_What you are asked to do_: Copy out the entries verbatim, beginning with the line that contains "Where can you spot the door" and continuing through the last line of the entries, with both ends included.

_Data provided_:
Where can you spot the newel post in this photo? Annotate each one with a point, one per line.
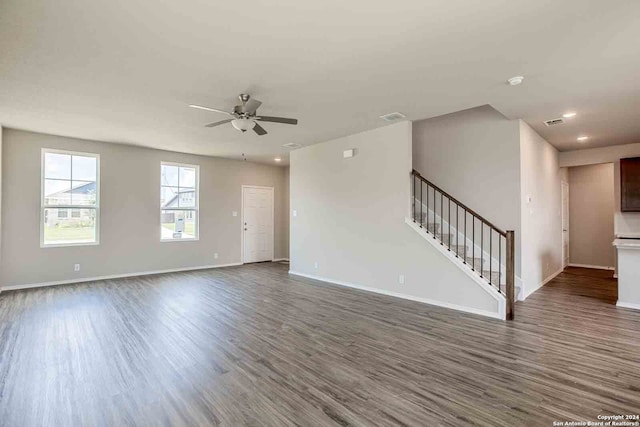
(511, 273)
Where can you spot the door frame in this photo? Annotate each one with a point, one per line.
(565, 185)
(273, 217)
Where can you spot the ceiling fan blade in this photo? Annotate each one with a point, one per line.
(259, 129)
(278, 120)
(214, 124)
(215, 110)
(251, 106)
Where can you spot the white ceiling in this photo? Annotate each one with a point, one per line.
(124, 71)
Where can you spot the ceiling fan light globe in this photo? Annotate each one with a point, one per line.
(243, 125)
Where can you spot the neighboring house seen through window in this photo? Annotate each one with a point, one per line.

_Complete answer_:
Where can you spot the door frame in this photo? Annotate each one with a point, one per line.
(565, 185)
(273, 217)
Where can you spot the ceiling fan blade in this photo? Annotate each one with a point, one per line.
(259, 129)
(278, 120)
(214, 124)
(215, 110)
(251, 106)
Where can you spot the white ceiling in this photo? Annotate each one with a point, one per line.
(124, 71)
Where can you spot the ceiling fan light globe in this photo? Annotate each one with a point, one per line.
(243, 125)
Where can you spot the neighboring house seen through window in this photo? Annotate each one with a point, one per line.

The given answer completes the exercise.